(Dataset rows)
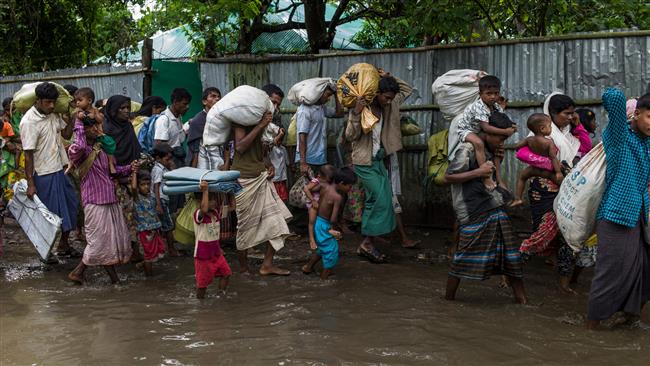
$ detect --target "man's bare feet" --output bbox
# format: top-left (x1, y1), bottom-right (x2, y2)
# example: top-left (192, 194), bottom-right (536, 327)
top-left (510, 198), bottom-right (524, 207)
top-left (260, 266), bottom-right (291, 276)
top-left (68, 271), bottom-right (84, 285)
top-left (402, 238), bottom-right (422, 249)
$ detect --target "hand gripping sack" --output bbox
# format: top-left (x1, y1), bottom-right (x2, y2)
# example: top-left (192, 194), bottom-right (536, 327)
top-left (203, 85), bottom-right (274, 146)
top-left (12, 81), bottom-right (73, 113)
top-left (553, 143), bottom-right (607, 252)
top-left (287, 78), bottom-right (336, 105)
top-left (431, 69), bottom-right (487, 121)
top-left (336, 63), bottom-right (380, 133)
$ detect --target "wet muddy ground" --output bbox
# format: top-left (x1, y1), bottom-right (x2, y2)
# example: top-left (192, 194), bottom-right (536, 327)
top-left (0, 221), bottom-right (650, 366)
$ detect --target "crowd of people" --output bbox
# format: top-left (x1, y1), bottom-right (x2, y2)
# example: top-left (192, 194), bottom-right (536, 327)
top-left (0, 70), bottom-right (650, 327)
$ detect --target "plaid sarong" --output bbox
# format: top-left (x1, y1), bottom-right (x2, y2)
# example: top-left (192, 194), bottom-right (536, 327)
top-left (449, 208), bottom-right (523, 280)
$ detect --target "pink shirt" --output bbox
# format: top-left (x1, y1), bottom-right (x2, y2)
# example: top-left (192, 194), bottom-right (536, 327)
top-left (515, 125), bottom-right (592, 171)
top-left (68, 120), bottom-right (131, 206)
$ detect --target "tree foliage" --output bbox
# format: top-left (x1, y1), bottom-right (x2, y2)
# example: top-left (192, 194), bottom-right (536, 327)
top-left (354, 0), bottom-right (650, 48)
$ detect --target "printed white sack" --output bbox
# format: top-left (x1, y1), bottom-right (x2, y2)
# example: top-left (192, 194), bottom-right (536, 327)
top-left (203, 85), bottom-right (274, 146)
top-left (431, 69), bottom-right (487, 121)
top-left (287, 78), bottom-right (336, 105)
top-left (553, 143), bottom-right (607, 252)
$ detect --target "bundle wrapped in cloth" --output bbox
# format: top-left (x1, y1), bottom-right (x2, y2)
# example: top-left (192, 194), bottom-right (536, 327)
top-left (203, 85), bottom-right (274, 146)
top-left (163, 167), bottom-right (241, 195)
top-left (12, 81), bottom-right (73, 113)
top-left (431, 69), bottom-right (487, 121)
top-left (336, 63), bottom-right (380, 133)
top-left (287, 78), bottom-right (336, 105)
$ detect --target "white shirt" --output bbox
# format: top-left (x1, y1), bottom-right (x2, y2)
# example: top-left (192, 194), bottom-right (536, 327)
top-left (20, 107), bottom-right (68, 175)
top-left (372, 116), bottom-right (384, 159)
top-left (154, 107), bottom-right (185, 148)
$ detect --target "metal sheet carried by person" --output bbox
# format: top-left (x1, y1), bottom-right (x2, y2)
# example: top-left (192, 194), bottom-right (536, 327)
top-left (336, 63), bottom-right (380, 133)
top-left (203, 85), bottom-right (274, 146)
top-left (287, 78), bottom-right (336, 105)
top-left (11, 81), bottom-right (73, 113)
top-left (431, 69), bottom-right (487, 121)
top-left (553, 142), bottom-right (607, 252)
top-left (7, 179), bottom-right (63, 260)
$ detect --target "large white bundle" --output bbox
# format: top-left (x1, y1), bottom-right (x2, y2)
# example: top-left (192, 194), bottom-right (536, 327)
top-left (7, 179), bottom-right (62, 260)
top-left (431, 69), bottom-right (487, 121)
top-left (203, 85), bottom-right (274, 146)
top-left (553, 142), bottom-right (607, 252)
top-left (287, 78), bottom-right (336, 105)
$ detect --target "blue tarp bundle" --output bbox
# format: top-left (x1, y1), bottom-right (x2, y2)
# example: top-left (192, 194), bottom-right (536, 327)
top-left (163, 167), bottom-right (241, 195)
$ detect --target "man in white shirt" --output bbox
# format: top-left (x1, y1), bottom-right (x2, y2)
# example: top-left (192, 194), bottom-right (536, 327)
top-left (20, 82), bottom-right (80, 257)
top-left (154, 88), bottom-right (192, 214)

Objective:
Convert the records above into a CSV with the columns input and output, and give one row for each line starting with "$ detect". Put that line and its two "#" lines in input and the box lines that follow in output, quote each field, turn line breaks into spaces, and leave out the pictures.

The answer:
input,output
"$ detect --target ""man's bare feet"" --output bbox # format: top-left (x1, y1), bottom-right (x2, y2) # example: top-left (192, 194), bottom-right (536, 327)","top-left (510, 198), bottom-right (524, 207) top-left (260, 266), bottom-right (291, 276) top-left (68, 271), bottom-right (84, 285) top-left (402, 238), bottom-right (422, 249)"
"$ detect --target ""hand gripping sack"" --output bbox # format: top-left (x1, y1), bottom-right (x2, y2) # example: top-left (192, 194), bottom-right (536, 327)","top-left (203, 85), bottom-right (274, 146) top-left (12, 81), bottom-right (73, 113) top-left (553, 143), bottom-right (607, 252) top-left (287, 78), bottom-right (336, 105) top-left (431, 69), bottom-right (487, 121) top-left (336, 63), bottom-right (380, 133)"
"$ detect --target ""wet muddy ground"" --output bbox # format: top-left (x1, y1), bottom-right (x2, y2) # example: top-left (192, 194), bottom-right (536, 327)","top-left (0, 221), bottom-right (650, 366)"
"$ detect --target ""crowd of people"" --output bbox # format: top-left (x1, y1), bottom-right (x2, y2) # example: top-left (192, 194), bottom-right (536, 327)","top-left (0, 70), bottom-right (650, 327)"
"$ detect --target ""plaid sarong"" --output bbox # format: top-left (x1, y1), bottom-right (x2, y2) # example: top-left (192, 194), bottom-right (536, 327)","top-left (449, 208), bottom-right (523, 280)"
"$ detect --target ""pink shirt"" --output bbox # format: top-left (x1, y1), bottom-right (x2, y2) # example: top-left (192, 194), bottom-right (536, 327)","top-left (515, 125), bottom-right (592, 171) top-left (68, 120), bottom-right (131, 206)"
"$ detect --target ""tree foliage"" --output bbox # format: top-left (x1, y1), bottom-right (x2, y2) # example: top-left (192, 194), bottom-right (536, 327)","top-left (354, 0), bottom-right (650, 48)"
"$ detect --target ""printed white sack"" --output bbox # format: top-left (x1, y1), bottom-right (x2, y2) # example: top-left (192, 194), bottom-right (536, 327)","top-left (203, 85), bottom-right (274, 146) top-left (431, 69), bottom-right (487, 121) top-left (287, 78), bottom-right (336, 105) top-left (553, 143), bottom-right (607, 252)"
"$ detect --target ""bundle wrapped in cloth"" --output bbox # format: top-left (x1, y1), bottom-right (x2, y2) # example: top-left (192, 194), bottom-right (536, 327)","top-left (203, 85), bottom-right (274, 146) top-left (163, 167), bottom-right (241, 195) top-left (12, 81), bottom-right (73, 113) top-left (431, 69), bottom-right (487, 121) top-left (336, 63), bottom-right (380, 133) top-left (287, 78), bottom-right (336, 105)"
"$ detect --target ""white shirt"" --output bbox # format: top-left (x1, y1), bottom-right (x2, y2) # example: top-left (192, 194), bottom-right (536, 327)","top-left (20, 107), bottom-right (68, 175) top-left (372, 116), bottom-right (384, 159) top-left (154, 107), bottom-right (185, 148)"
"$ detect --target ""metal sheet carried by person"" --output bbox # format: top-left (x1, y1), bottom-right (x2, y2) # example: top-left (192, 194), bottom-right (536, 327)","top-left (336, 63), bottom-right (380, 133) top-left (203, 85), bottom-right (274, 146) top-left (287, 78), bottom-right (336, 105) top-left (11, 81), bottom-right (73, 113) top-left (431, 69), bottom-right (487, 121) top-left (553, 142), bottom-right (607, 252) top-left (7, 179), bottom-right (63, 260)"
"$ detect --target ""large white bundle"" --output bbox # format: top-left (x1, y1), bottom-right (x2, y2) # example: top-left (192, 194), bottom-right (536, 327)","top-left (7, 179), bottom-right (62, 260) top-left (431, 69), bottom-right (487, 121) top-left (203, 85), bottom-right (274, 146) top-left (553, 142), bottom-right (607, 252) top-left (287, 78), bottom-right (336, 105)"
"$ detect --target ""blue tarp bundle"" --output bbox # format: top-left (x1, y1), bottom-right (x2, y2) # example: top-left (192, 194), bottom-right (536, 327)","top-left (163, 167), bottom-right (241, 195)"
"$ detect --target ""man in white shirt"" --output bbox # format: top-left (x1, y1), bottom-right (x2, y2) # example: top-left (192, 194), bottom-right (536, 327)","top-left (20, 82), bottom-right (80, 257) top-left (154, 88), bottom-right (192, 214)"